### Problem description
Everything from the line containing "Place one dot per instance of the red" to the final line of the records below should be given again exactly, and nothing else.

Object position labeling entries

'''

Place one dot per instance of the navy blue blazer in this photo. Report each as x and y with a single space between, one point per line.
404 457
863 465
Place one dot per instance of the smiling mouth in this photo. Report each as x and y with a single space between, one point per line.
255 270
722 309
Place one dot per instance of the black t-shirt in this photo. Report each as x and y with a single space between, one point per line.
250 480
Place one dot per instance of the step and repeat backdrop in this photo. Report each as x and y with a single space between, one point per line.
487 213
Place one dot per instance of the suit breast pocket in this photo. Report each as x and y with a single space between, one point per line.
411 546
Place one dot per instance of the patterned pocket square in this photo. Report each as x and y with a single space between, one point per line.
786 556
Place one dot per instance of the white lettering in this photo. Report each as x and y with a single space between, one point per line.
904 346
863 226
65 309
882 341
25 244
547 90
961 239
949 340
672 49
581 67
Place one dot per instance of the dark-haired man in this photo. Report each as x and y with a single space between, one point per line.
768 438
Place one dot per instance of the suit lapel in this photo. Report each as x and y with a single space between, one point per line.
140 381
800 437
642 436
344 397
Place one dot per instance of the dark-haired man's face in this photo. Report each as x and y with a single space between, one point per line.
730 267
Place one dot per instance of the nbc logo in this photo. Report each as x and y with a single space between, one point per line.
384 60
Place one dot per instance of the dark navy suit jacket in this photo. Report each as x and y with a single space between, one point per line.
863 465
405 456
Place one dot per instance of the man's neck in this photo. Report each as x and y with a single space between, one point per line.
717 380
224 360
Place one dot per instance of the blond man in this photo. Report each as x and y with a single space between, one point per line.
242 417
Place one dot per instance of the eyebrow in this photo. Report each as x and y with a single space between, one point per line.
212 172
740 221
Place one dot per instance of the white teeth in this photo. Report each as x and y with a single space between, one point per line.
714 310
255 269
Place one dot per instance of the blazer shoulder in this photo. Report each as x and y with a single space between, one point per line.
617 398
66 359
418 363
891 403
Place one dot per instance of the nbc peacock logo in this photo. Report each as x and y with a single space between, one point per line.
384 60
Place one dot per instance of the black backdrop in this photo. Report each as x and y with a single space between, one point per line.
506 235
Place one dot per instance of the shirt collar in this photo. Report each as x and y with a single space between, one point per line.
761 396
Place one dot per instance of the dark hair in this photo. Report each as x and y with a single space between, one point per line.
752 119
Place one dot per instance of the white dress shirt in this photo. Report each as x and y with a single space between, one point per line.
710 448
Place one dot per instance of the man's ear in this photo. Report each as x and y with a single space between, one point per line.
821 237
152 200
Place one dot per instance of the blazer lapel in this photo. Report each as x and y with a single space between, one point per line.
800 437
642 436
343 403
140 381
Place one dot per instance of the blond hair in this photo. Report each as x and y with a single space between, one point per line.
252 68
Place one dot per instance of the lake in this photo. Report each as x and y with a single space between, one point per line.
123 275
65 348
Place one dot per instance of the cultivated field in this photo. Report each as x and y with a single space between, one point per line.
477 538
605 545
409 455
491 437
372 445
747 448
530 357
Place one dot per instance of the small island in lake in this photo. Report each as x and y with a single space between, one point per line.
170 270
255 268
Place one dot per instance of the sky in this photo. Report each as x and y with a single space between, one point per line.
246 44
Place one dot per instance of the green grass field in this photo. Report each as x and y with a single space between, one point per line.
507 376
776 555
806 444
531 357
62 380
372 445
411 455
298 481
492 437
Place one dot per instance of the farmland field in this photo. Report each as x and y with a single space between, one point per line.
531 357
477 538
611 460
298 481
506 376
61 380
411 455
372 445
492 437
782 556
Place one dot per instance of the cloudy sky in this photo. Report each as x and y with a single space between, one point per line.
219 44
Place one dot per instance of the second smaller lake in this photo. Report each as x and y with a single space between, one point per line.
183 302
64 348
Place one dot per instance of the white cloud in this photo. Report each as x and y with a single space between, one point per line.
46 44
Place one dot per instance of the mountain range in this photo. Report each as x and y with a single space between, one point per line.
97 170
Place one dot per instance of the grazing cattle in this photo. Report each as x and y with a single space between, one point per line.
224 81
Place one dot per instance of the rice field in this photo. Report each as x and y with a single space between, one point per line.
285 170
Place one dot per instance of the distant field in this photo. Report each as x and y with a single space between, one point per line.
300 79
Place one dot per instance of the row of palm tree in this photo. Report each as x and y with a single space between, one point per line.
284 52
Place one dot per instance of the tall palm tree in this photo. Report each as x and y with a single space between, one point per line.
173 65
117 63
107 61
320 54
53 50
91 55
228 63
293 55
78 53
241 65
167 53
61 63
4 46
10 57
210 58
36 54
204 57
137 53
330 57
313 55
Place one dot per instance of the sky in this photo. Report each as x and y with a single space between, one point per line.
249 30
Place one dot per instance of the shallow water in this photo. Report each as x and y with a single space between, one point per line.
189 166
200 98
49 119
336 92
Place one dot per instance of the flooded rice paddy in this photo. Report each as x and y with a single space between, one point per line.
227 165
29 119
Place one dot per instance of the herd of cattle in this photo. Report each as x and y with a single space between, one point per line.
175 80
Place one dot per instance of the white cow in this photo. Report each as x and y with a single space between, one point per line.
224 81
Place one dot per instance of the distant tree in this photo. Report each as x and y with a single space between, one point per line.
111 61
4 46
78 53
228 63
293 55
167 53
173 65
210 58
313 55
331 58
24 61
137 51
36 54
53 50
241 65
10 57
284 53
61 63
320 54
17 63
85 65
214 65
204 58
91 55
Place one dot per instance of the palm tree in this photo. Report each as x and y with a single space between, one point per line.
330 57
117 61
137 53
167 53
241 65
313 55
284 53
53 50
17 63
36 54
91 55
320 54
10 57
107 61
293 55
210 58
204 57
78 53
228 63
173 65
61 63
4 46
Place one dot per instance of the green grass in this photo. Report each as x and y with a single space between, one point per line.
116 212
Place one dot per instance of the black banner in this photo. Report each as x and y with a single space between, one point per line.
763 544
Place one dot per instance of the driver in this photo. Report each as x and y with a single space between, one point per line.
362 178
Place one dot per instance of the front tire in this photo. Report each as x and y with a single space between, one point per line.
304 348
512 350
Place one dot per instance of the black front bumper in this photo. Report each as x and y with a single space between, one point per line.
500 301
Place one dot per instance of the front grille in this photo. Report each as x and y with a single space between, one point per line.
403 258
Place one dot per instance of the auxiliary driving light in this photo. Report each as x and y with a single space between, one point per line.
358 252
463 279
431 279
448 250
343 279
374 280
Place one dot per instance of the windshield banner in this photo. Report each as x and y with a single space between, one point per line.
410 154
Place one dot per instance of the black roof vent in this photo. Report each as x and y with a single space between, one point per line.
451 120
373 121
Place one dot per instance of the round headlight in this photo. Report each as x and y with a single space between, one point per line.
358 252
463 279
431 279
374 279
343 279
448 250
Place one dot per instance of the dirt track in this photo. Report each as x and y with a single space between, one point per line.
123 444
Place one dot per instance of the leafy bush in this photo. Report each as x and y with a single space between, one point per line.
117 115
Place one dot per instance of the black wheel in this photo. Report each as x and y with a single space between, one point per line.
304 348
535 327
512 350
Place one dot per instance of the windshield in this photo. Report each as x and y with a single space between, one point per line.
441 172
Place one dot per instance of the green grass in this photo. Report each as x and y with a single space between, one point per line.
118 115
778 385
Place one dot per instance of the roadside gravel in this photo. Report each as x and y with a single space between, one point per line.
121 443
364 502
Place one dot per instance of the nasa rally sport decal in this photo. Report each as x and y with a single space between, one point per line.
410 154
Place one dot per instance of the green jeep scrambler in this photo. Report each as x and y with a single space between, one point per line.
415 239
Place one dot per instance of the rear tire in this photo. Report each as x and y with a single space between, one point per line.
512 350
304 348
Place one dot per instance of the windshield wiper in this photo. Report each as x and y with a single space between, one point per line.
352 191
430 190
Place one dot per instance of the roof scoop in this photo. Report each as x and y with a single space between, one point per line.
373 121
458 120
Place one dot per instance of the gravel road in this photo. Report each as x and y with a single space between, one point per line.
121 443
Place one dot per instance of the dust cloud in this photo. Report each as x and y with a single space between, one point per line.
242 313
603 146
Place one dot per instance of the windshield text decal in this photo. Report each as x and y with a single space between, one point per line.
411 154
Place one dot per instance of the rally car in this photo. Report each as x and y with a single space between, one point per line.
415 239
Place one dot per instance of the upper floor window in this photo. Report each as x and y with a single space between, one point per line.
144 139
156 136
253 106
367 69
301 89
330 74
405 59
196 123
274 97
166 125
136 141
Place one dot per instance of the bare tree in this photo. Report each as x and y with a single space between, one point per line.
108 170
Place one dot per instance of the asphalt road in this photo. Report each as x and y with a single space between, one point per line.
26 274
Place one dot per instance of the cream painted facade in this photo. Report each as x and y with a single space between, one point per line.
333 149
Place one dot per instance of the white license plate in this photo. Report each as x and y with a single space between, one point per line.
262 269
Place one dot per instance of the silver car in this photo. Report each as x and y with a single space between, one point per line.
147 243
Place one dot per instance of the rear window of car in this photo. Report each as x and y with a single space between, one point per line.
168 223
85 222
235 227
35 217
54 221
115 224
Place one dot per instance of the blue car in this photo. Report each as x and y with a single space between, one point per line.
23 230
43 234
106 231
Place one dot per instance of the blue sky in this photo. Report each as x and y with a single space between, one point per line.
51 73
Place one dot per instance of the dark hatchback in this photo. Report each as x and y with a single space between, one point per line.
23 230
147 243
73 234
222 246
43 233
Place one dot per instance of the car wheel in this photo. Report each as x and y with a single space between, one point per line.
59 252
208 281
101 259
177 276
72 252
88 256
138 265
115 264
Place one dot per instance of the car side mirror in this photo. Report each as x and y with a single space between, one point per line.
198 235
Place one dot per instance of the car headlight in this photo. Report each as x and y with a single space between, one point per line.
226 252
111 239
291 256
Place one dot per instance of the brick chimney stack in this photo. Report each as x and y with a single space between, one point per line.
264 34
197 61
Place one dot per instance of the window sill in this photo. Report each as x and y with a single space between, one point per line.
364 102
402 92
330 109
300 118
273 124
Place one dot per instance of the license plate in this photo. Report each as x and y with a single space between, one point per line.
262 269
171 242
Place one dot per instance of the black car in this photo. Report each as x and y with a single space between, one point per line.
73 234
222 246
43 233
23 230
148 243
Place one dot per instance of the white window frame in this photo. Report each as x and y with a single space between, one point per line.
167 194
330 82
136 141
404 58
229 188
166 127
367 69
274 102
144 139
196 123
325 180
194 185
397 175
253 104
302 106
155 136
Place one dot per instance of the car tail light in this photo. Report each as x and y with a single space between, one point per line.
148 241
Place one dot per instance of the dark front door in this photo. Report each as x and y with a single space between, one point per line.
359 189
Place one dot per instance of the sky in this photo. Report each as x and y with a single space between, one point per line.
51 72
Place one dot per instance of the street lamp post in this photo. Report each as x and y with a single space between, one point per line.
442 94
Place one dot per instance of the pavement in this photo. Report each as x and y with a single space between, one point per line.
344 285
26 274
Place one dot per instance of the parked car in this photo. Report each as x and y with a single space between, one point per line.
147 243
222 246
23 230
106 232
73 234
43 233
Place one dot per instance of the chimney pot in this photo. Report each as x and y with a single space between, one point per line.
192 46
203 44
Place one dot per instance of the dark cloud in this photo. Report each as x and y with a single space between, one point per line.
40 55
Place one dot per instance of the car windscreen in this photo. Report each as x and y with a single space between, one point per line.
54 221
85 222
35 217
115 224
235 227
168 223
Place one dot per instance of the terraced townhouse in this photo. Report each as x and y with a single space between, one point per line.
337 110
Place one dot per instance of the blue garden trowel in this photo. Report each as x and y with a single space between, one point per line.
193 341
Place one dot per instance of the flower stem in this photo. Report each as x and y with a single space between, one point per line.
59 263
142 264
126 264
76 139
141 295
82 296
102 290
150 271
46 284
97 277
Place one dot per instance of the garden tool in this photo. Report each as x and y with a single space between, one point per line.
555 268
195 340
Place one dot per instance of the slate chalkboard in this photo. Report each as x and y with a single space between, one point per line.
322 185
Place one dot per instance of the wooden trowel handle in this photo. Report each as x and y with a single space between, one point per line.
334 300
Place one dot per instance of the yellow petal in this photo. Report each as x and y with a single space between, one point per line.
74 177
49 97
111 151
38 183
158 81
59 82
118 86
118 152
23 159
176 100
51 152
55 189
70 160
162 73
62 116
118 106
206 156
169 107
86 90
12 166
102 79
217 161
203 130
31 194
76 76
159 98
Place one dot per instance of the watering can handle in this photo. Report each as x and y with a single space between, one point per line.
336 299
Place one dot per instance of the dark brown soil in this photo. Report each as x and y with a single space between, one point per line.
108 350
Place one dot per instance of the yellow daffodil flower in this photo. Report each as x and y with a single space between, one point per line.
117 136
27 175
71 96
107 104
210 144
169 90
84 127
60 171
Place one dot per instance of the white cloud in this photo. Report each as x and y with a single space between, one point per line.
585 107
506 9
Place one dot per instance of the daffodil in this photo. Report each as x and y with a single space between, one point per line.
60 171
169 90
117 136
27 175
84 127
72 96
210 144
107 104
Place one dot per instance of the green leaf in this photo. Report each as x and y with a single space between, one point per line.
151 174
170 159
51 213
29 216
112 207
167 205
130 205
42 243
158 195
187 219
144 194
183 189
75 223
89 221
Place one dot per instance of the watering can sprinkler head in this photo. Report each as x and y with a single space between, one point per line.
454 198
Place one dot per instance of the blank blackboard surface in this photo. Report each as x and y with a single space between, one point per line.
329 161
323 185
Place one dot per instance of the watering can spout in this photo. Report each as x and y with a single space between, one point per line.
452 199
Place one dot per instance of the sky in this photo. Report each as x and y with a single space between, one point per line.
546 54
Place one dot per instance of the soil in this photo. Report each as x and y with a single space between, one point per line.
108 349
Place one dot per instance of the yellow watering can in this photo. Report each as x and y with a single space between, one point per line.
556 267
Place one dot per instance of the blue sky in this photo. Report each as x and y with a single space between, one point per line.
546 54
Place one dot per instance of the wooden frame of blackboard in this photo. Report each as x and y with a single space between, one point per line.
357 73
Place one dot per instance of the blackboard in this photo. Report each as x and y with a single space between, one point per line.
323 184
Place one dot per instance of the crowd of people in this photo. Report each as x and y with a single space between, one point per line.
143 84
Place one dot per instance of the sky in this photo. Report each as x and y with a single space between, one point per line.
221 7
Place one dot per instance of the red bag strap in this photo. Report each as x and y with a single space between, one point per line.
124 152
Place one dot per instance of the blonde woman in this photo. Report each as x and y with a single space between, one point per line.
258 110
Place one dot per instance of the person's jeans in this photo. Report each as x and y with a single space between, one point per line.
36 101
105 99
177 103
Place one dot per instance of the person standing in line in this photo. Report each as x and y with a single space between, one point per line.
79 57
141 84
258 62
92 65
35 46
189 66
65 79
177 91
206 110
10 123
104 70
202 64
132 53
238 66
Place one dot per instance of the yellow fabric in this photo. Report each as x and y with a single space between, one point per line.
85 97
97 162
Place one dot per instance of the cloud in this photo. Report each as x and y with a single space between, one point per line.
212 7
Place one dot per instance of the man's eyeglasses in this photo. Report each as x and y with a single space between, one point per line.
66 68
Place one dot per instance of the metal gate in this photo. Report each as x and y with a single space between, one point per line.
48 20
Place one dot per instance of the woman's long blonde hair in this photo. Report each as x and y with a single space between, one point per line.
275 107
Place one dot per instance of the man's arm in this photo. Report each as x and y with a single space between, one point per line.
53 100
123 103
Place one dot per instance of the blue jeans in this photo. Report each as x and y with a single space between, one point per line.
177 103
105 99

'''

### Exercise solution
Place one dot per instance of the red bag strap in this photo. Report each as x and y with a single space between, one point per line.
124 152
Place one dot per instance of the blonde woman in this photo. Report each as x and y with a single space between, one point per line.
258 110
Place one dot per instance of the person's jeans in this photo. Report each as x and y with a single space between, one point per line.
36 101
105 99
177 103
Place one dot per instance of the person standing in line in this photo. Report each as x and y with a single space between, one point per line.
79 57
141 84
258 62
92 65
35 46
189 66
65 79
177 91
206 110
10 123
104 70
202 64
132 53
238 66
Place one dot per instance of the yellow fabric in this photo. Report each as x and y with a single space between, one point per line.
85 97
97 162
Place one dot per instance of the cloud in this photo. Report each as x and y with a single space between, one point per line.
212 7
Place one dot per instance of the man's eyeglasses in this photo. Report each as x and y with a single space between, one point per line.
66 68
Place one dot per instance of the metal gate in this photo. Report each as x and y with a single space between, one point per line.
48 20
Place one dot per instance of the woman's long blonde hair in this photo. Report each as x and y with a single space between, one point per line.
275 107
Place one dot per instance of the man's arm in this photo. Report each as x and y with a single space between, one point per line.
53 100
123 103
Place one dot per instance of the blue jeans in this photo. Report each as x and y with a single space between, one point per line.
177 103
105 99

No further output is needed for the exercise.